▶ WHAT TO WORK ON
Return the listing word for word, as given.

▶ DATA FOR PROCESSING
******************************
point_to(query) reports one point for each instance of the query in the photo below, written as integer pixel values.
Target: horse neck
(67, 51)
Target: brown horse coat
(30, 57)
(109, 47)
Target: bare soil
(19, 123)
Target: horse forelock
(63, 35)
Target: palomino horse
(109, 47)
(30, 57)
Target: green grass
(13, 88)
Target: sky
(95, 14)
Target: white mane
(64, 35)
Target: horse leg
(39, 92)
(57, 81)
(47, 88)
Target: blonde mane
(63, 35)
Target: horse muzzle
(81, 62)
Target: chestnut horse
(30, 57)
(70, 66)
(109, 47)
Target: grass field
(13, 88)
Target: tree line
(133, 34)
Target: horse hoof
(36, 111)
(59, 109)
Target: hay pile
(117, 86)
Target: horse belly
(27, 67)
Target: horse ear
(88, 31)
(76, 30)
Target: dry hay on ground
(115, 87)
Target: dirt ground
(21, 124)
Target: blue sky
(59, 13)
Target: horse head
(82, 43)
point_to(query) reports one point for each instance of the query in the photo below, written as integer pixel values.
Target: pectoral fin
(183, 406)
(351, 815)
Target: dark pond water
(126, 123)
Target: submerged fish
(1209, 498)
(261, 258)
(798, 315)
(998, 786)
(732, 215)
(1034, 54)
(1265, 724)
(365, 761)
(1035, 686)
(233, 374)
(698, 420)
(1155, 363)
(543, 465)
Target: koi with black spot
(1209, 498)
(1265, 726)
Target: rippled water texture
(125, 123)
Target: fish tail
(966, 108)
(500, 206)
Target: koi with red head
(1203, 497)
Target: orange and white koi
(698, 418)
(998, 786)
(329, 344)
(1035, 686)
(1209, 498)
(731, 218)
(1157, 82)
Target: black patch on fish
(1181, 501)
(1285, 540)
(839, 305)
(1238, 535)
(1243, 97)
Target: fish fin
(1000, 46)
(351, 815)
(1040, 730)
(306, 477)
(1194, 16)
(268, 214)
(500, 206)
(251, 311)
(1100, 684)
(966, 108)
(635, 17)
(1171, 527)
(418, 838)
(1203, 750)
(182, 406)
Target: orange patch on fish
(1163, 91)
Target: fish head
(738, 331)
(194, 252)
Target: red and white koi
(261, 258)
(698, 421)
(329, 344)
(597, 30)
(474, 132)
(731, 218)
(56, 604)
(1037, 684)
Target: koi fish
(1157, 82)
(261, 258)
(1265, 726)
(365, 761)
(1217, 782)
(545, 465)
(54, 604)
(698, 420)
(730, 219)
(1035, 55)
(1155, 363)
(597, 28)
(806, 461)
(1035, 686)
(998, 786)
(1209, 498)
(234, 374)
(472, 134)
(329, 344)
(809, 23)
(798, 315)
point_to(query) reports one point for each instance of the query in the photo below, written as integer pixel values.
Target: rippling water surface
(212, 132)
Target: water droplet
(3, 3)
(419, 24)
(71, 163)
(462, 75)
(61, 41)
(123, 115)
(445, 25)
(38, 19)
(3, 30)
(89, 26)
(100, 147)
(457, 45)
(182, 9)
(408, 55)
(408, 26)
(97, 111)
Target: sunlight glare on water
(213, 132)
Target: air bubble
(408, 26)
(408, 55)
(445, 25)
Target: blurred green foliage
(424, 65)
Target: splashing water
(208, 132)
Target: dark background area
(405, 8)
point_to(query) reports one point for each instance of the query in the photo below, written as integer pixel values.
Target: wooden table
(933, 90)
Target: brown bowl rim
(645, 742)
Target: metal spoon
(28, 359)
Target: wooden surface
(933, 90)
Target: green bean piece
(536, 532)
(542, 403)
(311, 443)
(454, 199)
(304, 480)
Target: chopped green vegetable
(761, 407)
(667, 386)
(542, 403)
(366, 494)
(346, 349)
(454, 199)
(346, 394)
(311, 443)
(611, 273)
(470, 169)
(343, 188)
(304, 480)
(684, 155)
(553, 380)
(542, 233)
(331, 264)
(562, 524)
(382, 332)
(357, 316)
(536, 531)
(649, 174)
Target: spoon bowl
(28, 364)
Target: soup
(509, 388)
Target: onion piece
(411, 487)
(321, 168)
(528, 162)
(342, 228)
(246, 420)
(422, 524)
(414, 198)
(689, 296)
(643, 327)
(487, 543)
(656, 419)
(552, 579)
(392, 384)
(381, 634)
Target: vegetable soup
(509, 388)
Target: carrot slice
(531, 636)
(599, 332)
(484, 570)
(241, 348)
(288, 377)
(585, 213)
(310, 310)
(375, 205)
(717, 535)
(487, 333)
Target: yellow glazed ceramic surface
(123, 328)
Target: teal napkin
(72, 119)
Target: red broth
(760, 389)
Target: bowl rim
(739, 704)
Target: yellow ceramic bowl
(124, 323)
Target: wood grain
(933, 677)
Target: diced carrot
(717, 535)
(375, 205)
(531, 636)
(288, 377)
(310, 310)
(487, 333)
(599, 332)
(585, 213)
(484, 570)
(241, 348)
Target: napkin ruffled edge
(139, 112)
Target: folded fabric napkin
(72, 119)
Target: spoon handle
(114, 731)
******************************
▶ WRITTEN SOLUTION
point_to(query) reports one point for each instance of the query in the photo below, written as integer pixel values.
Target: horse neck
(67, 51)
Target: brown horse coat
(30, 57)
(109, 47)
Target: bare soil
(19, 123)
Target: horse forelock
(63, 35)
Target: palomino horse
(109, 47)
(30, 57)
Target: green grass
(13, 88)
Target: sky
(95, 14)
Target: white mane
(64, 35)
Target: horse leg
(39, 92)
(57, 81)
(47, 88)
Target: blonde mane
(63, 35)
Target: horse muzzle
(81, 62)
Target: chestnut horse
(30, 57)
(70, 66)
(109, 47)
Target: grass field
(13, 88)
Target: tree line
(133, 34)
Target: horse hoof
(36, 111)
(59, 109)
Target: hay pile
(117, 86)
Target: horse belly
(27, 67)
Target: horse ear
(88, 31)
(76, 30)
Target: dry hay on ground
(115, 87)
Target: dirt ground
(21, 124)
Target: blue sky
(59, 13)
Target: horse head
(82, 43)
point_to(query) reports one point for each instance of the query in the photo below, written as integer pixel values.
Target: pectoral fin
(183, 406)
(351, 815)
Target: dark pond water
(126, 123)
Target: submerged fish
(1209, 498)
(261, 258)
(798, 315)
(998, 786)
(732, 215)
(1034, 54)
(1265, 724)
(365, 761)
(1035, 686)
(233, 374)
(698, 420)
(1155, 363)
(543, 465)
Target: koi with black spot
(1209, 498)
(1265, 726)
Target: rippled water texture
(125, 123)
Target: fish tail
(966, 108)
(500, 206)
Target: koi with red head
(1203, 497)
Target: orange and white koi
(698, 418)
(998, 786)
(329, 344)
(1035, 686)
(1209, 498)
(731, 218)
(1157, 82)
Target: black patch on fish
(1181, 501)
(1285, 540)
(839, 305)
(1238, 535)
(1243, 97)
Target: fish fin
(1000, 46)
(351, 815)
(1040, 730)
(306, 477)
(1194, 16)
(268, 214)
(500, 206)
(251, 311)
(1100, 684)
(966, 108)
(635, 17)
(1171, 527)
(418, 838)
(1203, 750)
(182, 406)
Target: orange patch on fish
(1163, 91)
Target: fish head
(738, 331)
(194, 252)
Target: red and white koi
(261, 258)
(698, 421)
(329, 344)
(597, 30)
(474, 132)
(731, 218)
(56, 604)
(1037, 684)
Target: koi fish
(1157, 82)
(261, 258)
(1265, 726)
(365, 761)
(1217, 782)
(545, 465)
(54, 604)
(698, 420)
(730, 219)
(1035, 55)
(1155, 363)
(597, 28)
(806, 461)
(1035, 686)
(998, 786)
(1209, 498)
(234, 374)
(472, 134)
(329, 344)
(809, 23)
(798, 315)
point_to(query) reports one point for each instance of the query in the photo below, written as integer pixel values.
Target: rippling water surface
(212, 132)
Target: water droplet
(3, 3)
(419, 24)
(71, 163)
(462, 75)
(61, 41)
(123, 115)
(445, 25)
(38, 19)
(3, 30)
(89, 26)
(100, 147)
(457, 45)
(182, 9)
(408, 55)
(408, 26)
(97, 111)
Target: sunlight glare on water
(213, 132)
Target: air bubble
(408, 26)
(408, 55)
(445, 25)
Target: blurred green foliage
(424, 65)
Target: splashing water
(208, 132)
Target: dark background area
(405, 8)
point_to(query) reports one point for each instance of the query in the photo below, written as integer pixel values.
Target: wooden table
(933, 90)
Target: brown bowl rim
(645, 742)
Target: metal spoon
(28, 359)
Target: wooden surface
(933, 90)
Target: green bean piece
(536, 532)
(542, 403)
(311, 443)
(454, 199)
(304, 480)
Target: chopped green vegetable
(761, 407)
(667, 386)
(542, 403)
(366, 494)
(346, 349)
(454, 199)
(346, 394)
(311, 443)
(611, 273)
(470, 169)
(343, 188)
(304, 480)
(684, 155)
(553, 380)
(542, 233)
(331, 264)
(562, 524)
(382, 332)
(357, 316)
(536, 531)
(649, 174)
Target: spoon bowl
(28, 364)
Target: soup
(509, 388)
Target: onion piece
(411, 487)
(321, 168)
(528, 162)
(342, 228)
(246, 420)
(422, 524)
(414, 198)
(689, 296)
(643, 327)
(487, 543)
(656, 419)
(552, 579)
(392, 384)
(381, 634)
Target: vegetable soup
(509, 388)
Target: carrot slice
(531, 636)
(599, 332)
(484, 570)
(241, 348)
(288, 377)
(585, 213)
(310, 310)
(375, 205)
(717, 535)
(487, 333)
Target: yellow glazed ceramic surface
(123, 328)
Target: teal napkin
(72, 119)
Target: red broth
(760, 389)
Target: bowl rim
(739, 704)
Target: yellow ceramic bowl
(124, 323)
Target: wood grain
(933, 677)
Target: diced carrot
(717, 535)
(375, 205)
(531, 636)
(288, 377)
(310, 310)
(487, 333)
(599, 332)
(585, 213)
(484, 570)
(241, 348)
Target: napkin ruffled edge
(139, 112)
Target: folded fabric napkin
(72, 119)
Target: spoon handle
(114, 731)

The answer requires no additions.